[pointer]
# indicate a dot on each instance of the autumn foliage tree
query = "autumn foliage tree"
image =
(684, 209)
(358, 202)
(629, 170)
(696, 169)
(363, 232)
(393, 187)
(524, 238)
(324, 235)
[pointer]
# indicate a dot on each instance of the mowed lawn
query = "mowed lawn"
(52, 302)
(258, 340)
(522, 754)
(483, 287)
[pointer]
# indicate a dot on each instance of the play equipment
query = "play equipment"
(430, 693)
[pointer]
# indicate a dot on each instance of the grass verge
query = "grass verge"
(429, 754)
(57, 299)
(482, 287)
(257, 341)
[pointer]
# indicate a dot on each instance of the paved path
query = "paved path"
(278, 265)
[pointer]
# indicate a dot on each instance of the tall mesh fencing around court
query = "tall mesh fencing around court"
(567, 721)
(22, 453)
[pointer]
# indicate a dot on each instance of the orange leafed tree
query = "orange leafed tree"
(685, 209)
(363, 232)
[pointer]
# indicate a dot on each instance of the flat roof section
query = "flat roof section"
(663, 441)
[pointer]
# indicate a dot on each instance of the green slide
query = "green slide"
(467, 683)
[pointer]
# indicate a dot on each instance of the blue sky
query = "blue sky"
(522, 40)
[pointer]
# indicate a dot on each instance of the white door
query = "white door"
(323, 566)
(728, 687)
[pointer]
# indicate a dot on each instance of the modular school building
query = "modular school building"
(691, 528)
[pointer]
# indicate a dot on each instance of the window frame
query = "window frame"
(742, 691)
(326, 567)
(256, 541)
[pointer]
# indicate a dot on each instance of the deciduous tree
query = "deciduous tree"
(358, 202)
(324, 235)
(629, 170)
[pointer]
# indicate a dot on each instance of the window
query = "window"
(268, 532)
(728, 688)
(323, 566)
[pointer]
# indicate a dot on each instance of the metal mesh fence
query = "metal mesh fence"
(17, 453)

● **Exercise directions**
Word for word, restate all of the records.

● **Exercise answer**
[pointer]
# indicate a dot on each instance of the autumn foliage tree
query = "autumn foliage tree"
image =
(684, 209)
(358, 202)
(629, 170)
(696, 169)
(363, 232)
(393, 187)
(524, 238)
(324, 235)
[pointer]
# indicate a dot on each instance of the mowed lawn
query = "mowed lawn"
(52, 302)
(258, 340)
(522, 754)
(483, 287)
[pointer]
# indicate a dot on each instance of the play equipment
query = "play equipment"
(430, 693)
[pointer]
# indicate a dot on each instance of the grass verge
query = "grass verge"
(429, 754)
(57, 299)
(482, 287)
(257, 341)
[pointer]
# indicate a dot on each instance of the paved path
query = "paved path"
(278, 265)
[pointer]
# indicate a dot on each instance of the tall mesh fencing around court
query = "tall mesh fencing around court"
(567, 721)
(22, 453)
[pointer]
# indicate a dot on each instance of the orange leafed tree
query = "orange leafed tree"
(685, 209)
(363, 232)
[pointer]
# indicate a dot on each instance of the flat roof section
query = "flat roof section"
(663, 441)
[pointer]
# indicate a dot on each instance of the green slide
query = "green slide"
(467, 683)
[pointer]
# indicate a dot on each instance of the blue sky
query = "blue sky"
(522, 40)
[pointer]
# indicate a dot on each instance of the white door
query = "white door"
(323, 566)
(728, 687)
[pointer]
# indicate a dot on each instance of the modular school building
query = "modular school building"
(691, 528)
[pointer]
# indicate a dot on each instance of the window frame
query = "window frame"
(742, 691)
(326, 567)
(256, 541)
[pointer]
# indicate a dot on each instance of the deciduous tree
query = "deciduous tree"
(358, 202)
(324, 235)
(629, 170)
[pointer]
# indicate a dot on each instance of the window
query = "window"
(268, 532)
(728, 688)
(323, 566)
[pointer]
# indicate a dot on each instance of the metal mesh fence
query = "metal mesh fence"
(17, 453)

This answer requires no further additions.